Position identification items
━━━━━━━━━━

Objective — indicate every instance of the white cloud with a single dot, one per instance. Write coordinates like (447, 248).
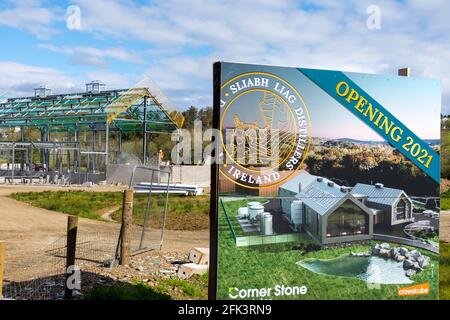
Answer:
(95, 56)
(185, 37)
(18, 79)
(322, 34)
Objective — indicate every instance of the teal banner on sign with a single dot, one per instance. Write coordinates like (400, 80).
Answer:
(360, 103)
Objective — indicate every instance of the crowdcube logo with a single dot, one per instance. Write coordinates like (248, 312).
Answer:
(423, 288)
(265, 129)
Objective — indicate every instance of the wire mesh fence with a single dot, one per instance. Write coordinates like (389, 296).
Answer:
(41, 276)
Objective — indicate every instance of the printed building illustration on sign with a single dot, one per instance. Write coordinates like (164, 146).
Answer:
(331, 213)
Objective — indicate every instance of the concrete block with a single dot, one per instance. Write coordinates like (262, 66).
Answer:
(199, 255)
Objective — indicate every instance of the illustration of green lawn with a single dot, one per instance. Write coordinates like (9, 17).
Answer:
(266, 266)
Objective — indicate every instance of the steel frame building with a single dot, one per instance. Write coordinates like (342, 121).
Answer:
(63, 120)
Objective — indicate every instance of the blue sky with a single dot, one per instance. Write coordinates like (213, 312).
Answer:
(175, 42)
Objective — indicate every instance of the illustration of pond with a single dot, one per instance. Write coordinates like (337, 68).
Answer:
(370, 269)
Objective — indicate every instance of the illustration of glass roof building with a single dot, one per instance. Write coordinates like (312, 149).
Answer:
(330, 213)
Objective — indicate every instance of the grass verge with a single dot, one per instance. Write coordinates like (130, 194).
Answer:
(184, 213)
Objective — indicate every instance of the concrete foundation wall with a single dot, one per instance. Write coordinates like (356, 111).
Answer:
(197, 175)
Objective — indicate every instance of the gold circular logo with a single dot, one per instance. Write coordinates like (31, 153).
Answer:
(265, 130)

━━━━━━━━━━

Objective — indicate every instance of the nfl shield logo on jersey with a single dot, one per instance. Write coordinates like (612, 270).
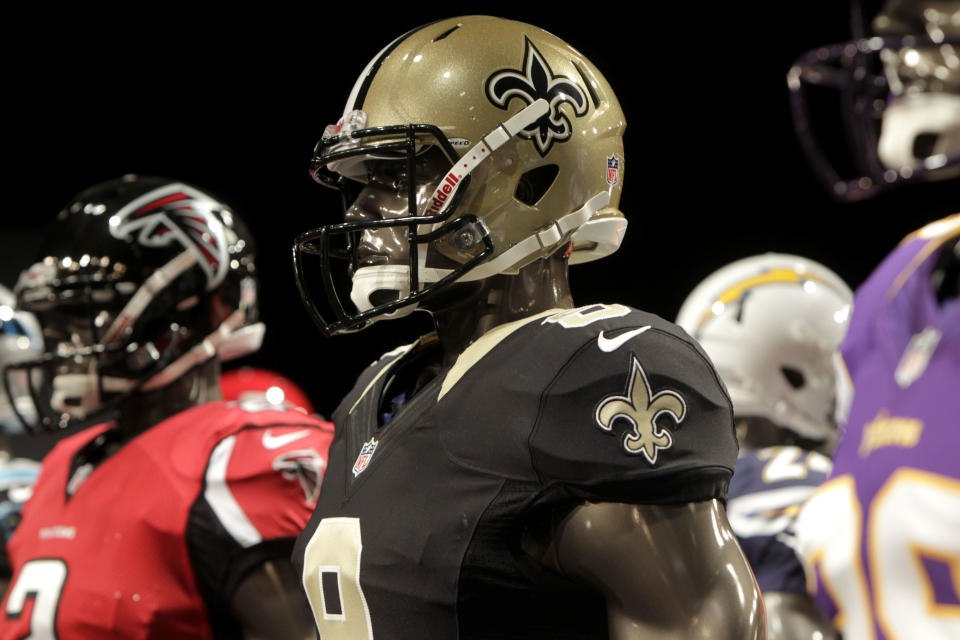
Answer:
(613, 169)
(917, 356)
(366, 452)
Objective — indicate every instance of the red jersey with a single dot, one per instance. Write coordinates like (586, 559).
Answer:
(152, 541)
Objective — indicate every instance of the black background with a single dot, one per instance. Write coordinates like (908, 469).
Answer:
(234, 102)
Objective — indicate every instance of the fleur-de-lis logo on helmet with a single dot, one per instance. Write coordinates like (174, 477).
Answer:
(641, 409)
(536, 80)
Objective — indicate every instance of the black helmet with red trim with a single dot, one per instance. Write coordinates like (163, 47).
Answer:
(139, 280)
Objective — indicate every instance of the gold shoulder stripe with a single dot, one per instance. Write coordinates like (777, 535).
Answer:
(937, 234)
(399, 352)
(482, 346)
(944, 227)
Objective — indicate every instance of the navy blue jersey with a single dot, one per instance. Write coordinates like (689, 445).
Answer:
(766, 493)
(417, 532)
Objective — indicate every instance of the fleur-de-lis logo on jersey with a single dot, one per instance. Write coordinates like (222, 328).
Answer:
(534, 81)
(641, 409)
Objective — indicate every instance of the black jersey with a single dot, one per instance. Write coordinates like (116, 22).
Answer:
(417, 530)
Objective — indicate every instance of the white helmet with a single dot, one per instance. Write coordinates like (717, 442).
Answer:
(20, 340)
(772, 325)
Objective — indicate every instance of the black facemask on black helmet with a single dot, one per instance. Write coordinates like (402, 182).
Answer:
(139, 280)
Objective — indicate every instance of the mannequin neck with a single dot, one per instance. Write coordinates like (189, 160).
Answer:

━━━━━━━━━━

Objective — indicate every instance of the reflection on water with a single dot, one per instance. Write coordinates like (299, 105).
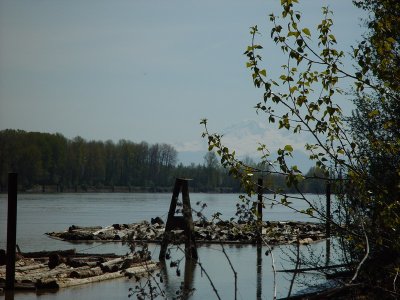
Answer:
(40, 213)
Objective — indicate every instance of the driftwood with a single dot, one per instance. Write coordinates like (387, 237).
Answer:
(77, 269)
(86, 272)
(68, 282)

━━━━━━━━━━

Locate each line in the items above that contains the word "building", and copy those lines.

Objective — indicate every instance of the printed building illustration on sign with a single dot, one per instance. Write coordinates like (164, 146).
Objective — indicate every instance of the steel frame building with a single dot, one per instance. Write coordinates like (342, 121).
Objective — indicate every instance of the illustration of glass roof building with a single dot, one per instance. Write coordinates like (312, 149).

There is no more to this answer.